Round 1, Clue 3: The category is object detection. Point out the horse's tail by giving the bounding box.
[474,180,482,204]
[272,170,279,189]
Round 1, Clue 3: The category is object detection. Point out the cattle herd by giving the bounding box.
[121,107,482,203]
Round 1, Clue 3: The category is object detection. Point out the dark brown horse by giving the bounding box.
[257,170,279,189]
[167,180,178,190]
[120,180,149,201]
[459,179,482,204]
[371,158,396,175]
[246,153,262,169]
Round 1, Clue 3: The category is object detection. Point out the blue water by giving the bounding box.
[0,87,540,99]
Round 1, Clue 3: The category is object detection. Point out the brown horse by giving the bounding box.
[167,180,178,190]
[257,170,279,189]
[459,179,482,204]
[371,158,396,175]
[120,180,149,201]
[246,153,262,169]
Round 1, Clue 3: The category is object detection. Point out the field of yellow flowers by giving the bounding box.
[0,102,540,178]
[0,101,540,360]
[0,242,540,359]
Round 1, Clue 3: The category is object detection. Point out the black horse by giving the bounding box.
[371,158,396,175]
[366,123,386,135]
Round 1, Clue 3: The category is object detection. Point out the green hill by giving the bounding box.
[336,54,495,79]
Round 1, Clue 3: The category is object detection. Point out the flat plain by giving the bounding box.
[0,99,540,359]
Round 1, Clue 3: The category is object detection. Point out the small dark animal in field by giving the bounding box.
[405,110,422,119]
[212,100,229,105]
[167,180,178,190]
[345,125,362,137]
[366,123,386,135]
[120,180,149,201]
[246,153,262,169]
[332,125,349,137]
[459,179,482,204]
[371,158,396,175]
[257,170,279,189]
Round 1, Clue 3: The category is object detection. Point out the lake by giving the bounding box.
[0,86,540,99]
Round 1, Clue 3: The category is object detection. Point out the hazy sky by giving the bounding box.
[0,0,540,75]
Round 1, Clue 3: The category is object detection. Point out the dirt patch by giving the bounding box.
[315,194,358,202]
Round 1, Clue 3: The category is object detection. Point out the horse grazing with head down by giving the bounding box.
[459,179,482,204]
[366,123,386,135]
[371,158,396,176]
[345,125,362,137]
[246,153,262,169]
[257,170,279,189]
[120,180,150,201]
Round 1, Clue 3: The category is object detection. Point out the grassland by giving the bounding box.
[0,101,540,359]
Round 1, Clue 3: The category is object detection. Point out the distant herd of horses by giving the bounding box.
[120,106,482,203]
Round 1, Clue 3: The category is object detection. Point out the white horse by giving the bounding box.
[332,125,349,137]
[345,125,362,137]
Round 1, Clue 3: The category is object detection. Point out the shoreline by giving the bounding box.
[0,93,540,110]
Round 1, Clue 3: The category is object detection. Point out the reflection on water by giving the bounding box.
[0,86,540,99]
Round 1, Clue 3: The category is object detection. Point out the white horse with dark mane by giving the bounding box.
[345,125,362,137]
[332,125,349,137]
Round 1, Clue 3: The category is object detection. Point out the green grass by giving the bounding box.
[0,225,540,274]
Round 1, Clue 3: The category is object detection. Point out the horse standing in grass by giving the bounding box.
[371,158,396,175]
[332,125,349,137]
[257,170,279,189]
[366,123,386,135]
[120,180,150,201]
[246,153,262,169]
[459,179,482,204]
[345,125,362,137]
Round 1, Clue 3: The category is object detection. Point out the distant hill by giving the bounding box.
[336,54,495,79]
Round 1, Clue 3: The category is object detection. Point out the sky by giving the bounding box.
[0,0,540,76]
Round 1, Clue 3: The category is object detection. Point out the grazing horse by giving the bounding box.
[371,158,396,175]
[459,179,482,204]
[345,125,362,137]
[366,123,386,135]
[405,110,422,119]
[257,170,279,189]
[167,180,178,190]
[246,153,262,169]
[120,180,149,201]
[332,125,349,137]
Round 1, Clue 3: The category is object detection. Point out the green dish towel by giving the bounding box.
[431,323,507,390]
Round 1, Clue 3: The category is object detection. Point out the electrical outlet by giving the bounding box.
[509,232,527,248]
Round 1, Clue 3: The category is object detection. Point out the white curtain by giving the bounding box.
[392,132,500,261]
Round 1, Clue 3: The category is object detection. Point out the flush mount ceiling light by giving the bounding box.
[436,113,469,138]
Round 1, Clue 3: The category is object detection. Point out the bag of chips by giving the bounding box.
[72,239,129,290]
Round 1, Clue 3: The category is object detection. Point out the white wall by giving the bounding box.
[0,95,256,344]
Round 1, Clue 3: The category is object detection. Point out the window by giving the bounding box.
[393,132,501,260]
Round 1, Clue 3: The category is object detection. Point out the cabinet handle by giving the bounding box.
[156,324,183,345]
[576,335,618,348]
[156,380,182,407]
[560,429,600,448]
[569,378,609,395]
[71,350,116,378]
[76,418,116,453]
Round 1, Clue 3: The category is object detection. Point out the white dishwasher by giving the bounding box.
☆ ☆ ☆
▶ **Problem statement**
Rewrite the data starting at the line containing "curtain by giving the bounding box." and ending with the line containing "[0,95,256,344]", replacing "flush mount ceiling light" with "ceiling fixture" and leaving everything else unchanged.

▶ **Output for this task**
Round 1, Clue 3: The category is object detection. Point out the white curtain by giving the bounding box.
[392,132,500,261]
Round 1, Clue 3: The category is object detection. Point out the ceiling fixture by giving the bounding box.
[436,113,469,138]
Round 1, Clue 3: The category is object detection. Point out the bag of chips by giving the bounding box.
[72,239,129,290]
Round 1, Clue 3: The category is object detection. Point out the white wall by giving the bounding box.
[0,95,256,344]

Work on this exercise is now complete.